***** TASK DATA

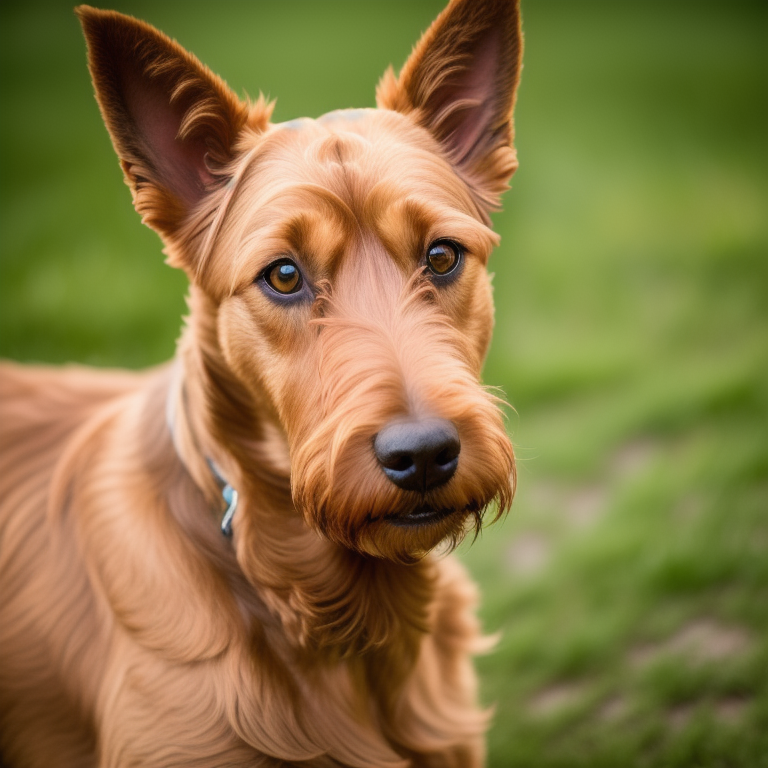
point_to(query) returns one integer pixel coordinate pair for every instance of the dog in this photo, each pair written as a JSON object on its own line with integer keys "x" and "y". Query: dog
{"x": 241, "y": 558}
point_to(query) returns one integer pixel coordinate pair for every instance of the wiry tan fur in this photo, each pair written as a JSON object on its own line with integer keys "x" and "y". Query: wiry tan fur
{"x": 132, "y": 632}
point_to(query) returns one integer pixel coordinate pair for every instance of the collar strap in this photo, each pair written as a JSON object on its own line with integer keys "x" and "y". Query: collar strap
{"x": 229, "y": 494}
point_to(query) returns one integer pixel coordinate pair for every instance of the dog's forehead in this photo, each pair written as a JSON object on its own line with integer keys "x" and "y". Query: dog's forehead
{"x": 354, "y": 174}
{"x": 367, "y": 158}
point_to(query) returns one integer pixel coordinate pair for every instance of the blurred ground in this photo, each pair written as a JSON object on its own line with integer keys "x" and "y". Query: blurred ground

**********

REQUIREMENTS
Write out all the rows above again, putting "leather collar" in place of "collar strap" wherever it appears and keeping every other word the same. Leave the pictures out.

REPLY
point_to(query) returns one integer pixel coordinate pair for every instance of the dog in this photo, each pair written as a JSON object on its own line with integer keys "x" and "y". Query: dog
{"x": 241, "y": 558}
point_to(query) returns one integer pixel coordinate pair for every instance of the wiry tan fur in this photo, each pair written as a JSON object on its own line with integer keys "x" and "y". Query: wiry tan fur
{"x": 132, "y": 632}
point_to(query) returns one integer pixel coordinate pair for every instance of the leather collar in this photo, each pair written as a JSON object on its own line with integer keys "x" and "y". Query: leather collar
{"x": 229, "y": 494}
point_to(query) returns one integer pixel coordinate pair for every instance of the dog's forehead in this photo, each pair written as a JSON object on its own line with integer keys "x" and "y". Query: dog's forehead
{"x": 354, "y": 174}
{"x": 367, "y": 158}
point_to(query) returns one integer pixel coordinate pair for every instance of the blurred ground in this photo, each pair written as a JSON object on its own line with integer keys "x" and "y". Query: blurred ground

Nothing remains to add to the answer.